TASKS AND EXERCISES:
(A) Reproduce the passage from the article on gang violence and Cape Town schools below, beginning at the words "31 July 2018" and stopping after "the education MEC.".
(B) In the article on gang violence and Cape Town schools below, what did Debbie Schäfer ask schools to review?

SOURCE EXTRACT:
31 July 2018 - 11:44 By Dave Chambers
Without proper education many of these children themselves then become involved in gang activities.
Without proper education many of these children themselves then become involved in gang activities.
Image: ESA ALEXANDER

Cape Town schools are under siege from gangsters‚ says the education MEC.

Debbie Schäfer said on Tuesday she had asked schools to review their safety plans‚ “specifically with regards to effective access control measures and their contingency plans in emergency situations”.

The followed a flare-up of gang violence‚ which combined with a shortage of police was placing schools in “grave danger”.

“Criminals‚ and gangs in particular‚ are literally running riot holding our children and communities hostage‚” said Schäfer.

This was the result of “chronic under-resourcing” of the police in the Western Cape‚ both in terms of numbers as well as officers with the necessary experience.

RECORDED INFORMATION:
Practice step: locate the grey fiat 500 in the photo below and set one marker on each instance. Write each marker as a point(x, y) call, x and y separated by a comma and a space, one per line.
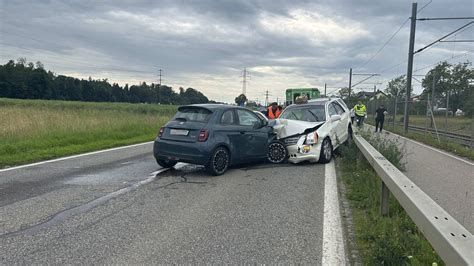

RESPONSES TO THE TASKS:
(A)
31 July 2018 - 11:44 By Dave Chambers
Without proper education many of these children themselves then become involved in gang activities.
Without proper education many of these children themselves then become involved in gang activities.
Image: ESA ALEXANDER

Cape Town schools are under siege from gangsters‚ says the education MEC.

(B) Their safety plans, specifically their effective access control measures and their contingency plans in emergency situations.